[Point annotations for photos]
_ _ _
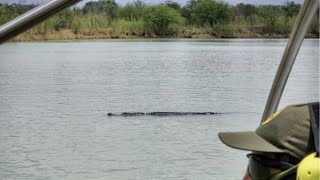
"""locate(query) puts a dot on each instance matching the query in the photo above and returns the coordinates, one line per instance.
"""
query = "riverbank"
(124, 34)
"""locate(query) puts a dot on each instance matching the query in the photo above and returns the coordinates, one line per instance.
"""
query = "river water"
(55, 97)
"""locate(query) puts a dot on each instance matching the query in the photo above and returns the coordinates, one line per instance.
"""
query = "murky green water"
(55, 96)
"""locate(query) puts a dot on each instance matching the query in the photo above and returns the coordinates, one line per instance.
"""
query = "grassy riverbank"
(105, 19)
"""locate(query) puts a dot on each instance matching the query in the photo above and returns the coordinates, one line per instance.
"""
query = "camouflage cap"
(288, 131)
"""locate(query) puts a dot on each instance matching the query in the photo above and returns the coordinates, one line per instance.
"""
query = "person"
(280, 143)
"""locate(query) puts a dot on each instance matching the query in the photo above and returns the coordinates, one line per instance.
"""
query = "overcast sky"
(255, 2)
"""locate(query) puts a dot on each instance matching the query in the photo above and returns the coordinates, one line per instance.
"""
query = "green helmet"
_ _ _
| Task statement |
Arrange every line of the records above as a numbered list, skipping any blank lines and leaving the pictures out of your answer.

| Reply to the task |
1. """locate(query) puts a dot on each instance matching the query in the photo above and returns the coordinates, one line per instance.
2. """
3. query = "riverbank"
4. (124, 34)
5. """locate(query) puts a dot on each instance matching the query in the photo above and returns the coordinates, one line per instance.
6. """
7. query = "river water"
8. (55, 97)
9. """locate(query) puts a dot on each instance matching the query in the photo above and returns the coordinates, one line per instance.
10. """
11. query = "murky green water"
12. (55, 96)
13. """locate(query) puts a dot on each instance matching the query in the photo above and returns the coordinates, one line per instance.
14. """
15. query = "grassy riverbank"
16. (105, 19)
17. """locate(query) puts a dot on each instance matching the query in the photo above and returns the coordinates, one line per instance.
18. """
19. query = "camouflage cap"
20. (288, 131)
21. """locate(query) puts a dot on each instance matching the query in the photo above and returns the coordinates, one line per instance.
22. """
23. query = "person"
24. (280, 143)
25. """locate(query) puts a dot on each instance matching the query in the photo above and returns the coordinates, one line per instance.
26. """
27. query = "overcast sky"
28. (255, 2)
29. """locate(query) puts a dot on each instance matching the query in the photo above and returns the coordinates, one line per instance.
30. """
31. query = "green helmet"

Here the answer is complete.